◆ Your assignment
Answer these questions from the passage on isolation and compassion below.
1. Where does the person who sells lunch work in the passage's example?
2. What does the writer carry out of the accountant's office?
3. According to the quoted hymnal reading, to what three things are we connected?

◆ Exercise passage
- - - -
It would be a lovely extravert’s fantasy to say the solution to isolation is to learn the whole story of every person we come into contact with.  Clearly that isn't possible.  We might pass through our days asking every person we interact with to tell us how they’re doing:  How are you; how are you; how are you today; but there isn’t time in the world or room in the human consciousness to actually hear or hold it all.  We might in all sincerity ask the next person we do business with—say the one who sells us lunch at Bodo’s—how life is treating her.  But she won’t tell us.  Even if there was time, why should she think we’re serious?
 

So if we can’t literally feel the depths and heights of each others’ lives, if we can’t really know what it is to be an orphan or widow or bereaved parent because of war, if we can’t actually experience another’s life, how can we bridge the distance between us? 

First, we can keep in mind moment-to-moment that the person standing in front of us is a real human being, not a function: salesclerk, cashier, lawyer.  City councilor.  Spouse.  In the workaday world, we can pay more attention to the quality rather than the content of the interchange.  When I leave the accountant’s office with my tax forms, will she just be relieved to get me out of there?  Will she have had a few moments to know herself as a person doing something that matters to me?  Will her energy for life after work have been fed or drained by our interaction? 

Beyond this practical level, we can learn to practice the spiritual discipline of compassion.  At our best, this is what we do here.  We lift up the power of being present to the whole vast range of life going on around us every moment.  We acknowledge that “we are not isolated beings,” as a reading in our hymnal says, “but connected, in mystery and in miracle, to the universe, to this community, and to each other.”  This can be one of the places where we learn what it means to hold others in compassion.
- - - -
◆ Given entries
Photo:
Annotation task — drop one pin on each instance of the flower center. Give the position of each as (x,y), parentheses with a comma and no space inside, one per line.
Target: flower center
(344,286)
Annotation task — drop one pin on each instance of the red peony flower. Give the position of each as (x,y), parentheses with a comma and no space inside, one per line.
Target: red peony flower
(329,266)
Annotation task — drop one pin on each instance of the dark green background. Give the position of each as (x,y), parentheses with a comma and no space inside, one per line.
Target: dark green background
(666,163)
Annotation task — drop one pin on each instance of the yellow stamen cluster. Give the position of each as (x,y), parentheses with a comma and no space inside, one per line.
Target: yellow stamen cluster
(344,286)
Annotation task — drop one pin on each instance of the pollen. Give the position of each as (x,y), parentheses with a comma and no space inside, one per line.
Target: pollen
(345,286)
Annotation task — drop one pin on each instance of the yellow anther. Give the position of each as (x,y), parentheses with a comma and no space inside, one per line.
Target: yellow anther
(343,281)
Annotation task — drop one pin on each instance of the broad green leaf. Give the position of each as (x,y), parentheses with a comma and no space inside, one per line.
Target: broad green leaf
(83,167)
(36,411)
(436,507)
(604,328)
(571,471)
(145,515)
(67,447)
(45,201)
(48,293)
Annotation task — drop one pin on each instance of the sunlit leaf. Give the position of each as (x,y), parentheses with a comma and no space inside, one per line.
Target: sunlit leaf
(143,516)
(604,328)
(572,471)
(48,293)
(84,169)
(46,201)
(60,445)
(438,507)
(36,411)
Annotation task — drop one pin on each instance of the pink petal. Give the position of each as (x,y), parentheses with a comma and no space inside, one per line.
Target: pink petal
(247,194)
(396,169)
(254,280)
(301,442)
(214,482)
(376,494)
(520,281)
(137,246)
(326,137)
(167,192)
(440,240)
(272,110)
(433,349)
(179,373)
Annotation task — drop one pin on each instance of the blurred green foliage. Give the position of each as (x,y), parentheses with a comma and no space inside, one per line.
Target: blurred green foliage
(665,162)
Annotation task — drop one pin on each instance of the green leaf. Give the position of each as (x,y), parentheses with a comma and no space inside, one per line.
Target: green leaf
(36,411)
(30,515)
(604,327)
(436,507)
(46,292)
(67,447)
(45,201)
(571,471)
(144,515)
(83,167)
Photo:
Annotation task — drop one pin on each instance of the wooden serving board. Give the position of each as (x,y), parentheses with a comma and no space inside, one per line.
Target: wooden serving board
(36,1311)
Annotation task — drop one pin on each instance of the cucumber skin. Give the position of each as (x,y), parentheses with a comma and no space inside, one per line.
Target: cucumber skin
- - - -
◆ Response for this exercise
1. Bodo's.
2. Tax forms.
3. The universe, this community, and each other.